(Your task)
Copy out everything from the line containing "Query: Where is the house wall in the image?" down to the line containing "[25,109,98,121]", keeping every line, and raise each bounding-box coordinate in the answers by 106.

Stored dataset items
--------

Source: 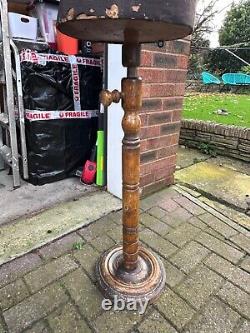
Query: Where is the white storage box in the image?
[9,13,37,40]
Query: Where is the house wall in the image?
[139,39,190,195]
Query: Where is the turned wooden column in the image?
[122,43,142,271]
[122,74,142,271]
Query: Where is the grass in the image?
[183,93,250,127]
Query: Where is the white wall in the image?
[107,44,126,198]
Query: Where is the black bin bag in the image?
[20,50,102,185]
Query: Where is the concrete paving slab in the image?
[175,161,250,211]
[0,170,97,225]
[0,191,121,265]
[0,186,250,333]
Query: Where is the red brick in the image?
[174,83,186,96]
[141,150,156,164]
[140,173,155,187]
[142,84,151,98]
[140,113,148,126]
[155,165,175,181]
[172,110,182,122]
[161,122,181,135]
[138,68,166,83]
[154,53,178,68]
[141,50,153,67]
[142,98,162,111]
[156,144,178,159]
[163,97,183,110]
[141,126,161,139]
[169,40,190,55]
[141,140,148,153]
[142,43,167,53]
[177,55,188,69]
[148,111,173,125]
[146,133,179,150]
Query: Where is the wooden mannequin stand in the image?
[97,42,166,301]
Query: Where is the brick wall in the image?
[139,40,189,195]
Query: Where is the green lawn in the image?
[183,93,250,127]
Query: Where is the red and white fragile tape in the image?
[20,49,103,68]
[25,109,98,121]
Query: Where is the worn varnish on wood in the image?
[59,0,196,43]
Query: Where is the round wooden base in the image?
[96,246,166,303]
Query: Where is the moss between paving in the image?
[0,192,121,265]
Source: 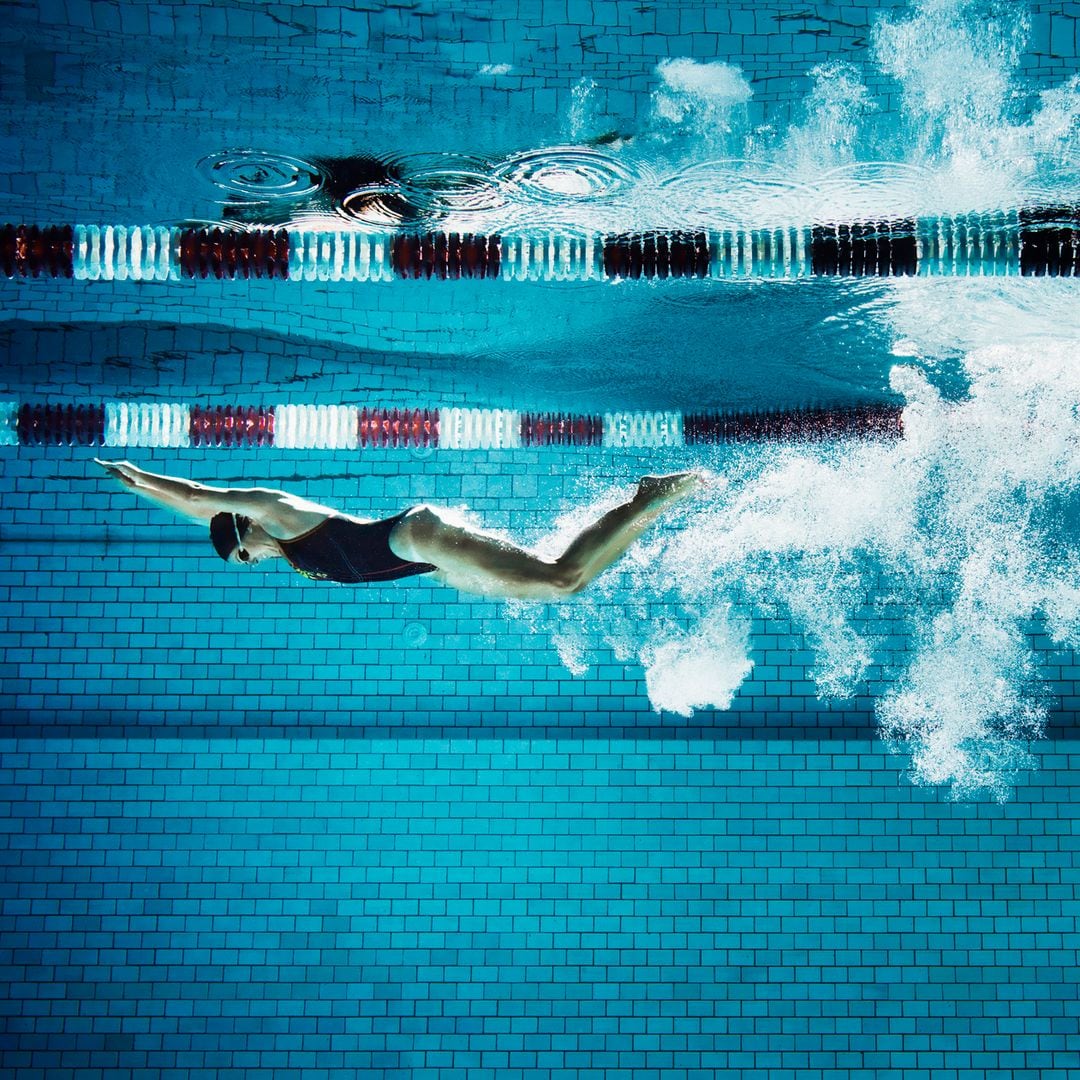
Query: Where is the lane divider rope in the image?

--------

(Reply)
Query: Where is the house wall in the image?
[245,145,296,301]
Query: Where is the turned wooden column in the image?
[228,149,248,377]
[228,180,248,377]
Query: Where is the grass in the image?
[289,199,356,233]
Query: Where is the white wall in the image?
[213,150,232,304]
Query: Where is the black bin bag in the image?
[126,156,208,291]
Query: Where is the concrete paving slab in the image?
[281,267,356,317]
[106,276,203,331]
[106,297,227,371]
[106,292,356,439]
Query: Where is the red brick in the image?
[280,189,292,202]
[247,256,262,270]
[246,279,261,293]
[248,190,257,204]
[246,219,254,232]
[261,271,281,287]
[278,216,288,228]
[267,228,287,241]
[244,174,272,189]
[260,159,284,174]
[247,156,259,173]
[248,204,268,217]
[262,250,284,265]
[269,203,289,216]
[247,232,267,245]
[275,146,296,161]
[247,246,254,259]
[248,149,273,159]
[283,161,294,175]
[254,217,279,231]
[252,239,285,256]
Query: Where is the wooden mannequin stand in the image?
[203,148,272,407]
Query: Where is the brick wall in the image?
[245,146,295,301]
Query: Where is the green lawn in the image?
[289,199,356,233]
Query: Where is the red and white fragile tape in the image?
[126,155,209,174]
[131,215,204,227]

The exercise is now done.